**Brano scelto**
================================

Politics of Verticality

di Eyal Weizman

Introduzione alla politica della verticalità.

Nessuno di noi ha una vera mappa mentale del conflitto israelo-palestinese. L’architetto Eyal Weizman ci spiega perché: noi ignoriamo la verticalità. In questa serie di articoli e di saggi fotografici, egli ricrea la stupefacente battaglia tridimensionale sopra la West Bank, dalle fondamenta ai palazzi, dagli scavi archeologici agli elicotteri Apaches.

Mappa degli insediamenti israeliani.

Le mappe bidimensionali della West Bank, fondamentali per la comprensione dei confini politici, sono state tracciate più e più volte, ma non si è mai riusciti a catturarne le ripartizioni verticali.

Per poter conoscere e governare un territorio l’uso di mappe è sempre stato fondamentale. La loro nascita è legata ai concetti di proprietà, di sovranità politica e di potere.

Una mappa, tuttavia, è bidimensionale, e rappresentando la realtà in base a due dimensioni, non solo non la rispecchia, ma ne utilizza gli elementi dando loro una nuova forma. Invece che descrivere il mondo, lo creano.

La geo-politica offre un approccio “piatto”: ignora la dimensione verticale e tende a volgere uno sguardo attraverso il paesaggio, invece di penetrarlo. È l’immaginario cartografico ereditato dalle spazialità politiche e militari dello stato moderno. Considerando che sia dal punto di vista legale che politico i luoghi sono visti esclusivamente in termini di carte e di progetti, le rivendicazioni territoriali su base cartografica pretendono di essere applicate simultaneamente sulla mappa e sul suolo sottostante.

I tecnocrati, gli ideologi ed i generali israeliani hanno continuato a tracciare mappe della West Bank dal 1967 fino ad oggi. Fare mappe è divenuta un’ossessione nazionale. Indipendentemente dalla natura dello spazio palestinese, essa è sempre subordinata alla cartografia israeliana. Ciò che era privo di nome cessava di esistere. Decine di edifici dispersi e piccoli villaggi sono scomparsi dalle carte e non sono mai stati dotati dei servizi di base.

La preoccupazione di una scoperta sempre più comple-ta del territorio era alimentata dalle crescenti ambizioni dei cartografi. Ogni mappa era legata ad un piano stra-tegico – da quello di Allon (1967-1970) a quello di Dro-bless (1977), di Dayan (1978-1979) e di Sharon (1981), fino ai vari progetti per Oslo (1993-1999) e quello pro-posto da Barak a Camp David (2000).

In ambedue le proposte di pace, di Oslo e di Camp David, l’intersecarsi dei territori ha reso impossibile tracciare un confine continuo tra gli israeliani e i palestinesi senza dover smantellare degli insediamenti.

================================

Righe di dati
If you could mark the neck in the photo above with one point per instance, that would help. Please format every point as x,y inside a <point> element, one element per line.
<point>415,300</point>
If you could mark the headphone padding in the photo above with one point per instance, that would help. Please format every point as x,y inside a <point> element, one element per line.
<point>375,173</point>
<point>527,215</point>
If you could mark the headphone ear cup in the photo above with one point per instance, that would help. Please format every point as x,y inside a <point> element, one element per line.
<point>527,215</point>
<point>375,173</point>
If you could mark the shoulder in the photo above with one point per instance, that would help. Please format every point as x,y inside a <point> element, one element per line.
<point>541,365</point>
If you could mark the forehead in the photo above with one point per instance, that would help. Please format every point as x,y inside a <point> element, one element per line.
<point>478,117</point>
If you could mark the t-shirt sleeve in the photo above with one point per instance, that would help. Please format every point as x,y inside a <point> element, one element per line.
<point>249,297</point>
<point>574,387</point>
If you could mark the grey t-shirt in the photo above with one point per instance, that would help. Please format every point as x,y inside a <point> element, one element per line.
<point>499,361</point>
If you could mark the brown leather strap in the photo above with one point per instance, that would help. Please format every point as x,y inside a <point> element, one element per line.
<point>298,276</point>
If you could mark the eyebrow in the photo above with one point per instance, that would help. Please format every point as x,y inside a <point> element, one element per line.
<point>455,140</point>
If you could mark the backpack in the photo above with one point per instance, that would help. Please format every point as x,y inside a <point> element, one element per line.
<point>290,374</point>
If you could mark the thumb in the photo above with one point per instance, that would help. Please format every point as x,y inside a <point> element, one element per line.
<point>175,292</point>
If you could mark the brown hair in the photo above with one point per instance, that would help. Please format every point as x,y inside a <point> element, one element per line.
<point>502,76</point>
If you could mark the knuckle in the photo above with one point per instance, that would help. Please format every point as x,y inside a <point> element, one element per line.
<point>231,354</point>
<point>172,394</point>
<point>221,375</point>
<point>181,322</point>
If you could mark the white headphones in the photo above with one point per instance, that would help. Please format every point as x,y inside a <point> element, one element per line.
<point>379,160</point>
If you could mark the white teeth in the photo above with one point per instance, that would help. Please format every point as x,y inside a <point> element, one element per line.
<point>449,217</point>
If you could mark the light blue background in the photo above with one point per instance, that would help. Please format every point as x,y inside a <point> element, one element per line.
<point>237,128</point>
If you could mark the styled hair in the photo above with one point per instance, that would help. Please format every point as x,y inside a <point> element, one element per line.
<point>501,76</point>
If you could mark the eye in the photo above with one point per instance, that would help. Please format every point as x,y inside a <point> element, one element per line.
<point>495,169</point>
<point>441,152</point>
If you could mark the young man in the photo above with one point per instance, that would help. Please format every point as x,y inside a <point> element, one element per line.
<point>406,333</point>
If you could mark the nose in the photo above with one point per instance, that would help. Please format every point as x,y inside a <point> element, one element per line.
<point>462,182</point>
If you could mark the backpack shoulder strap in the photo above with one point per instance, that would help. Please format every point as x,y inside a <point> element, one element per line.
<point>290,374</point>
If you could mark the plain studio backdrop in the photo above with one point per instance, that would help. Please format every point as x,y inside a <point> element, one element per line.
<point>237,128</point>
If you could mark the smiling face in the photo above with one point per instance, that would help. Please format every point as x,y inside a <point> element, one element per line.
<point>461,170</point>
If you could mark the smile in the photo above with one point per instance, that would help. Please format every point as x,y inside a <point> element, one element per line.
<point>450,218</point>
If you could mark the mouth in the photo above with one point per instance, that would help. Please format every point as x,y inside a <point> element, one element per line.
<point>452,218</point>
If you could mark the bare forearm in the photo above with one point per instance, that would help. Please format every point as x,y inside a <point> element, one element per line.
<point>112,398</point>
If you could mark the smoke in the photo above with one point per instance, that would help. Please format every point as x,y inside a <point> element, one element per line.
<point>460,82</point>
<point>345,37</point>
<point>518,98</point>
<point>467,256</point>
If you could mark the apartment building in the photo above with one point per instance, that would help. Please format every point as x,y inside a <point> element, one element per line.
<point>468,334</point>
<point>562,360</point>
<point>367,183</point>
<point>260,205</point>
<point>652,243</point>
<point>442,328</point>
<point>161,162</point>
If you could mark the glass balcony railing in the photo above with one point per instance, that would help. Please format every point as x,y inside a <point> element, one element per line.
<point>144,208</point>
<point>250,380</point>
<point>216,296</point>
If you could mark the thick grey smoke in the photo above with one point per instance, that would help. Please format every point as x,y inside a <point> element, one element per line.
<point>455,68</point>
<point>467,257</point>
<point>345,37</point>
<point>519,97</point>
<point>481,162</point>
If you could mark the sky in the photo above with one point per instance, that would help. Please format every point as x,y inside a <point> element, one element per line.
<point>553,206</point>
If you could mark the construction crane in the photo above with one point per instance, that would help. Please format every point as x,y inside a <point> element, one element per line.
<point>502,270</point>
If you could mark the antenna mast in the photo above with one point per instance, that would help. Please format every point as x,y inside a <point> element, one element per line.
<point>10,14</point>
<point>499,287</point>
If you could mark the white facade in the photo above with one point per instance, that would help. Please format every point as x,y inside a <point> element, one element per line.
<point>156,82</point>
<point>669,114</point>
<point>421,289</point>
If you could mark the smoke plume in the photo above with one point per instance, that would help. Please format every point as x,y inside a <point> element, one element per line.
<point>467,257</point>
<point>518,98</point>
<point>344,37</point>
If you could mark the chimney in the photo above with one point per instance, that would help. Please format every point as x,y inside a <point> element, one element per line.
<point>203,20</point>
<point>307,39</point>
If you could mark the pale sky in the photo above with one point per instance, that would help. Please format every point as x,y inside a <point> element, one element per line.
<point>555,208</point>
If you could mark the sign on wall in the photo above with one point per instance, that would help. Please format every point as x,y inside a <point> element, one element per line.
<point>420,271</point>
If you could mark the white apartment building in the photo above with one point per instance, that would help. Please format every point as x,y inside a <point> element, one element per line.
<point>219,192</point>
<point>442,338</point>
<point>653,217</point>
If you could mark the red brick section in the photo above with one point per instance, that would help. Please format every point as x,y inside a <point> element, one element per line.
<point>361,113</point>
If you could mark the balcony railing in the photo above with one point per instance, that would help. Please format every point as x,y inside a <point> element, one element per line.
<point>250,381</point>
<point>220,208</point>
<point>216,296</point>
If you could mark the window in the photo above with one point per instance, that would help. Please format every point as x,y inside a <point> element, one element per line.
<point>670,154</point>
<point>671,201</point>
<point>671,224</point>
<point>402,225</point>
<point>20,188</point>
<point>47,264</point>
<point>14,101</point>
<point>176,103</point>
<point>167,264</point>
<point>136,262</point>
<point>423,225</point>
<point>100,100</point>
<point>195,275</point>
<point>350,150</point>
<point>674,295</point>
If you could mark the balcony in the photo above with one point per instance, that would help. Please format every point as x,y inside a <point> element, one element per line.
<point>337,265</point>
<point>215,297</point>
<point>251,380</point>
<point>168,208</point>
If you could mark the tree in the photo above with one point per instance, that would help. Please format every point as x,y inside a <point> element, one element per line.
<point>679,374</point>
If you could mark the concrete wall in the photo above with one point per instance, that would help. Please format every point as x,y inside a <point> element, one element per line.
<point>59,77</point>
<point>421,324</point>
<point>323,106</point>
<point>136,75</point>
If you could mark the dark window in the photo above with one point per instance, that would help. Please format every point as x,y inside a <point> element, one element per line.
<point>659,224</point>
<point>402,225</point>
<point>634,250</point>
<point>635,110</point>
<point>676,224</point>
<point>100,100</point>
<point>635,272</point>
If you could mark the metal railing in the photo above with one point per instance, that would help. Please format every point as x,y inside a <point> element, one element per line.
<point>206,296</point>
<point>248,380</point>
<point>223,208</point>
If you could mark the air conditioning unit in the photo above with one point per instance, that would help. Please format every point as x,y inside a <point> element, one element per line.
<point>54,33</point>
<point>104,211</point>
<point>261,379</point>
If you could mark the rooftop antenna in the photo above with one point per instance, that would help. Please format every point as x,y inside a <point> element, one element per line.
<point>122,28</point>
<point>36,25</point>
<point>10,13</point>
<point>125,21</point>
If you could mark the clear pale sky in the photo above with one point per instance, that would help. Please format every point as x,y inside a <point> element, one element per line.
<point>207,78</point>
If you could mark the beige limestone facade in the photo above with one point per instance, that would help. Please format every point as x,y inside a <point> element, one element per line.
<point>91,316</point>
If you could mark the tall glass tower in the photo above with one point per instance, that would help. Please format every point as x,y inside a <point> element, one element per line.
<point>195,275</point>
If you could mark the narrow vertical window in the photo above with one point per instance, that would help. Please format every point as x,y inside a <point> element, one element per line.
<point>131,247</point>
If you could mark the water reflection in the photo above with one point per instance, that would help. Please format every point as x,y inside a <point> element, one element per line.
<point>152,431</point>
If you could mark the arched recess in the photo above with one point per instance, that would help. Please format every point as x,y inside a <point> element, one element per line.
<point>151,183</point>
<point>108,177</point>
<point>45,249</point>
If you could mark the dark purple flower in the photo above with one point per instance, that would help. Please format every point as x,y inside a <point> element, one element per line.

================================

Ricopia alla lettera il brano sulla politica della verticalità, a partire da "Le mappe bidimensionali" fino a "mondo, lo creano." compreso. Le righe non hanno alcun legame con il brano.

**Risultato dell'esercizio**
Le mappe bidimensionali della West Bank, fondamentali per la comprensione dei confini politici, sono state tracciate più e più volte, ma non si è mai riusciti a catturarne le ripartizioni verticali.

Per poter conoscere e governare un territorio l’uso di mappe è sempre stato fondamentale. La loro nascita è legata ai concetti di proprietà, di sovranità politica e di potere.

Una mappa, tuttavia, è bidimensionale, e rappresentando la realtà in base a due dimensioni, non solo non la rispecchia, ma ne utilizza gli elementi dando loro una nuova forma. Invece che descrivere il mondo, lo creano.